- **Given exercise**
Carry the article below about water ice in the Moon's polar craters forward from its final sentence.
# Text section start
When the LCROSS rocket stage slammed into Cabeus crater on October 9, creating an impact plume of material that had not seen sunlight for possibly billions of years, it conclusively proved that water ice exists in the dark recesses of the Moon’s polar craters.
The LCROSS findings delighted William Feldman, a senior scientist at the Tucson-based Planetary Science Institute. “What got me excited is that everything we said is right, which is a nice feeling.”
In 2001, Feldman was the lead author on a paper in the Journal of Geophysical Research entitled “Evidence for Water Ice Near the Lunar Poles,” which was based on neutron spectrometer data that he and his instrument team gathered during NASA’s 1998 Lunar Prospector mission. Feldman was working at Los Alamos National Laboratory at the time, and came to PSI in 2006.
The paper’s conclusions were subsequently confirmed by an extensive series of computer simulations conducted by David Lawrence, of the Johns Hopkins University Applied Physics Laboratory, and his co-workers. This work was published in the Journal of Geophysical Research in 2006.
As early as 1961, scientists speculated that water ice could be hidden in the deep recesses of lunar polar craters that never see daylight. These are some of the coldest spots in the solar system, and water from comet and meteorite impacts could freeze and remain for billions of years.
Researchers using radar on the 1994 Clementine spacecraft thought they saw signatures for water in their data, but the results were controversial, especially when others, using Earth-based radar, found similar signatures in measurements taken near the Moon’s mid-latitude regions, which are exposed to sunlight.
# Text section end
# Provided records start
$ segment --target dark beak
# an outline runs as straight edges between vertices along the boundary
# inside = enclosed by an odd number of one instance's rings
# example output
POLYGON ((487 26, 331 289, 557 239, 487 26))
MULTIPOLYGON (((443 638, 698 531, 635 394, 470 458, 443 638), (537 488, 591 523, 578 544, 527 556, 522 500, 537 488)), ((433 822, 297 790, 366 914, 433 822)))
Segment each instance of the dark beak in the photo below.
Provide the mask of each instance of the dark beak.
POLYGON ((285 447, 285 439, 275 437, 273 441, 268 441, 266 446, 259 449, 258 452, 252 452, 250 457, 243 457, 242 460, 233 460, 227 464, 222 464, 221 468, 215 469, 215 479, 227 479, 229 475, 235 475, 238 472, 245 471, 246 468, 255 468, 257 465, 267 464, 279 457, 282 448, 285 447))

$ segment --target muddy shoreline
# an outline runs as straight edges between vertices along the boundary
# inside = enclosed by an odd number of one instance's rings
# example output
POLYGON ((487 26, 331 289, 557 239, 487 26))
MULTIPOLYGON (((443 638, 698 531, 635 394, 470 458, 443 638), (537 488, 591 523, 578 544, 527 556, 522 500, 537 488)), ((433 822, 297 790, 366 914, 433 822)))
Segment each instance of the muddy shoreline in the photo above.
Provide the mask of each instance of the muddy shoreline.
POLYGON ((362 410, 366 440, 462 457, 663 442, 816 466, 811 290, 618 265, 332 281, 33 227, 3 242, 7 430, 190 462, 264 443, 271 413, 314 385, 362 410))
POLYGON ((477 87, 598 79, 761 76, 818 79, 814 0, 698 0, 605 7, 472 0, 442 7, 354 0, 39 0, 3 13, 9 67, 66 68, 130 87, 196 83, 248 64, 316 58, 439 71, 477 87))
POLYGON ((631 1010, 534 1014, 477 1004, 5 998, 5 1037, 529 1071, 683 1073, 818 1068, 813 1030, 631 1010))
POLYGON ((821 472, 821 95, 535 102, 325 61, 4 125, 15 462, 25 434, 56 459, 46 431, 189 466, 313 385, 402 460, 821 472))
# Provided records end
- **The response**
Feldman and his team didn’t measure water directly, but their data showed evidence for inordinately large amounts of hydrogen in some craters. Other phenomena, such as the solar wind and outgassing, could account for relatively high levels of hydrogen, “but there was a sufficient amount in some of these craters that it would be hard to understand if it came only from the solar wind or through other processes,” Feldman said. “So in our paper we didn’t call it ‘evidence for hydrogen,’ but ‘evidence for water’.”
Not everyone agreed, and some controversy surrounded the paper. But, when NASA went looking for water on the Moon with the LCROSS mission, it headed for the Cabeus crater, about 62 miles from the Moon’s south pole, that Feldman’s Lunar Prospector team had identified as having the maximum hydrogen signature among all the high-latitude craters surveyed.
“This is a big, permanently shaded crater,” Feldman said. “In fact, you can’t even see it from the Earth because it has a rim that hides it. It takes a satellite to see it.”
“When we converted the hydrogen signal to the amount of water ice in the regolith, we found that it was only about 1.5 percent by weight,” Feldman added. “That’s the reason the radar researchers really couldn’t see it. There aren’t large enough deposits of high-grade water ice to create the signal needed to identify ice with radar.”
So it turns out that Feldman and the Lunar Prospector team showed the first experimental evidence for water on the Moon, which has now been conclusively confirmed by the LCROSS mission.
“There’s a lot of interest in water on the Moon right now,” Feldman said. “And there is more to be learned. The whole story is not in yet.”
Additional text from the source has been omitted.